[begin Material for this task]

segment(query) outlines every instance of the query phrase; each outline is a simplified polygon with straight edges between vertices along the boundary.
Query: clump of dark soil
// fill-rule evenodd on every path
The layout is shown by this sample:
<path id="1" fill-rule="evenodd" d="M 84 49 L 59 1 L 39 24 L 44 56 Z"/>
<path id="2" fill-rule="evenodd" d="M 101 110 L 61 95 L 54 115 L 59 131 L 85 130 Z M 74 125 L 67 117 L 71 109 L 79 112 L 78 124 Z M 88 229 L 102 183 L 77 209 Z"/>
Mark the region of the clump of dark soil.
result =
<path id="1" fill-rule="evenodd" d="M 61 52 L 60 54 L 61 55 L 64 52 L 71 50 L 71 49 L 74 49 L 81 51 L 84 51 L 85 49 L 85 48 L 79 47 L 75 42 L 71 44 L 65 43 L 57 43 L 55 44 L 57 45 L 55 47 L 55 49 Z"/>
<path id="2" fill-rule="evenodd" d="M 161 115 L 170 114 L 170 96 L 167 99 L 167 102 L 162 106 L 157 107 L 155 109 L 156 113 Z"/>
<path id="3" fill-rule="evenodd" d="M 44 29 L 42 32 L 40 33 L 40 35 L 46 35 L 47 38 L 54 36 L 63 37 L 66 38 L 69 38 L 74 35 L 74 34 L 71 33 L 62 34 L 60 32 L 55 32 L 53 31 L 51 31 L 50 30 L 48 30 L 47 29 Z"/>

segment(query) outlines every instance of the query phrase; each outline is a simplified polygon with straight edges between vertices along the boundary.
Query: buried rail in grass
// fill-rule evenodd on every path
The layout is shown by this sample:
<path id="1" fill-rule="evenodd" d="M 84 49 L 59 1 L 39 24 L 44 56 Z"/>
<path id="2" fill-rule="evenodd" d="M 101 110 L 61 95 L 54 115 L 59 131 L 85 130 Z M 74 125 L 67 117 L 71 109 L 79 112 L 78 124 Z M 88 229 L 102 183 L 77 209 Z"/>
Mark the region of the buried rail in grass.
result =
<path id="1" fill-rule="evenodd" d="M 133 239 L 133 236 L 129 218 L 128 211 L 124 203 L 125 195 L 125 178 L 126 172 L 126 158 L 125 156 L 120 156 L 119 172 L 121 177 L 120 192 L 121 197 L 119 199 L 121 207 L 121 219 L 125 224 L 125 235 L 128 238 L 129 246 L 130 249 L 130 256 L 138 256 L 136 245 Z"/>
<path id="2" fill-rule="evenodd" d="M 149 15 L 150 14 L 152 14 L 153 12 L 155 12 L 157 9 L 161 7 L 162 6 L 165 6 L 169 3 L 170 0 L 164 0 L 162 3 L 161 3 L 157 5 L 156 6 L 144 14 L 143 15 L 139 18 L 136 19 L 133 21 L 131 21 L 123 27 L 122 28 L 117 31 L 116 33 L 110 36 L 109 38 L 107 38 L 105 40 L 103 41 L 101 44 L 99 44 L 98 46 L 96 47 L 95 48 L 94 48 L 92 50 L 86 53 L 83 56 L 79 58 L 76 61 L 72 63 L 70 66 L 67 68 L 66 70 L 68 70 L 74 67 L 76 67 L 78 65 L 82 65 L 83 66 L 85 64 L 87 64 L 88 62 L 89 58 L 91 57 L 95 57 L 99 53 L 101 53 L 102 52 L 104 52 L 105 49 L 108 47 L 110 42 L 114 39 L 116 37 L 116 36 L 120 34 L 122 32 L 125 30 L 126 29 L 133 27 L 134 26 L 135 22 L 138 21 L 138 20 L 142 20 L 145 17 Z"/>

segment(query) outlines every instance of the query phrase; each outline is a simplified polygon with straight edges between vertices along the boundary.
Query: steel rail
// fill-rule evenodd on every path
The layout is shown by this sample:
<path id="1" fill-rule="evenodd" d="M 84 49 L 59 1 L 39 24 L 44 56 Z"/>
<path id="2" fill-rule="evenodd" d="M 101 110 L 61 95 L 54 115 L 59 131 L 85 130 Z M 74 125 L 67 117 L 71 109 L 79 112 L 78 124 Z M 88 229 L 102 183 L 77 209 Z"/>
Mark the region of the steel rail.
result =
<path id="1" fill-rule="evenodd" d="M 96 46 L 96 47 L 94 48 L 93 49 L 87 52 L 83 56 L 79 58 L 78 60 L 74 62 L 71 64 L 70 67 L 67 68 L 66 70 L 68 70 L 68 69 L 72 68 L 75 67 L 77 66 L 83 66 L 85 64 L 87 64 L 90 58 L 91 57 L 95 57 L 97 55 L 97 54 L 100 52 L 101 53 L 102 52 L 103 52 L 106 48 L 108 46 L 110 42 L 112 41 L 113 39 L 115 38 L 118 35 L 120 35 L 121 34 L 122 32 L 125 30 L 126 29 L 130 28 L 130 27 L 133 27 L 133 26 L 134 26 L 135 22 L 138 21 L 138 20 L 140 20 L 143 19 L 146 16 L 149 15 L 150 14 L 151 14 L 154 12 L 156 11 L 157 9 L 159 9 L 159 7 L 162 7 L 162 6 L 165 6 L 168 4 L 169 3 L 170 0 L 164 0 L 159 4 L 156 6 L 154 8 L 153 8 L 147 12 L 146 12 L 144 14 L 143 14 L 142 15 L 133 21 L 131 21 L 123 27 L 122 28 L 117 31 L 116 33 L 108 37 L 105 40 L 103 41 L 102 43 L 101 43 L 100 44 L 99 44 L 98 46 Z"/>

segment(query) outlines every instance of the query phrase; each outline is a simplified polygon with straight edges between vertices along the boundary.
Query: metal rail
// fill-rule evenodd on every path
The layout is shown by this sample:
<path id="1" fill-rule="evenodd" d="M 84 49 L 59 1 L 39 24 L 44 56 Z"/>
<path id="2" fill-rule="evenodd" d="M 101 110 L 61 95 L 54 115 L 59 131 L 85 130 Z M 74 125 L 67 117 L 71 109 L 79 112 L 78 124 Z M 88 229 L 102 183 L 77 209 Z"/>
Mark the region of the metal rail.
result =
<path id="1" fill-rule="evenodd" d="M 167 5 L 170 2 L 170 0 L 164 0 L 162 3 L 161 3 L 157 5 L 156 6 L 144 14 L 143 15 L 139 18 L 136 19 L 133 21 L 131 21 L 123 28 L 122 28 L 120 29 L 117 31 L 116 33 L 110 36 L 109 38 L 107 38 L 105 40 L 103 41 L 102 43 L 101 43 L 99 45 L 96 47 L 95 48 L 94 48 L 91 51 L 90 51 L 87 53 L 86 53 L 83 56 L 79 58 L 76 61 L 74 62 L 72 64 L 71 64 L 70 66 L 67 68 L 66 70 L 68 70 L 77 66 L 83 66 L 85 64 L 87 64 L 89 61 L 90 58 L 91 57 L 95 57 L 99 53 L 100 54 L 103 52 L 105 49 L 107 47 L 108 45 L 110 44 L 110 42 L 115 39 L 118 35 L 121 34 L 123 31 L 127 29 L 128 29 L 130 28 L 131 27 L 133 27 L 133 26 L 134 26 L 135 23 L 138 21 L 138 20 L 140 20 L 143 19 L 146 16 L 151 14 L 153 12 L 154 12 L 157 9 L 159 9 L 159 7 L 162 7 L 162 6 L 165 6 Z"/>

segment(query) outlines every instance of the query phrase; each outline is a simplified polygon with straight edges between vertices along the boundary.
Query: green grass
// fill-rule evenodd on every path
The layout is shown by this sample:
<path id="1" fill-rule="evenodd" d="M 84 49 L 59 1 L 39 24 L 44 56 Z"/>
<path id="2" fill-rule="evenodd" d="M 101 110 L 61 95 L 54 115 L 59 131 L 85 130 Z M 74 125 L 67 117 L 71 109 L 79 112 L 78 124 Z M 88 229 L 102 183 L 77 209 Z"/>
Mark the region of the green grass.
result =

[end Material for this task]

Instruction:
Please edit the lines from the first one to the line with "44 29 L 42 32", changing "clump of dark soil" to "clump of wet soil" and leaving everything else as it is. Give those lines back in full.

Full output:
segment(query) outlines every instance of the query phrase; each outline is a simplified polygon with straight edges between vertices along the boundary.
Query: clump of wet soil
// fill-rule evenodd on every path
The layout is shown by this sample:
<path id="1" fill-rule="evenodd" d="M 84 49 L 59 1 L 39 24 L 44 56 Z"/>
<path id="2" fill-rule="evenodd" d="M 101 110 L 61 95 L 54 115 L 59 131 L 85 130 Z M 74 125 L 67 117 L 71 109 L 79 112 L 78 124 Z M 88 229 L 102 183 L 77 209 Z"/>
Mark the region of the clump of wet soil.
result =
<path id="1" fill-rule="evenodd" d="M 61 52 L 60 54 L 61 55 L 64 52 L 71 50 L 71 49 L 74 49 L 81 51 L 84 51 L 85 49 L 85 48 L 79 47 L 75 42 L 71 44 L 65 43 L 57 43 L 55 44 L 57 45 L 55 47 L 55 49 Z"/>
<path id="2" fill-rule="evenodd" d="M 161 115 L 170 114 L 170 96 L 167 99 L 167 102 L 162 106 L 157 107 L 155 109 L 156 113 Z"/>
<path id="3" fill-rule="evenodd" d="M 44 29 L 42 32 L 40 33 L 40 35 L 46 35 L 47 38 L 54 36 L 63 37 L 66 38 L 69 38 L 74 35 L 74 34 L 71 33 L 62 34 L 60 32 L 55 32 L 53 31 L 51 31 L 50 30 L 48 30 L 47 29 Z"/>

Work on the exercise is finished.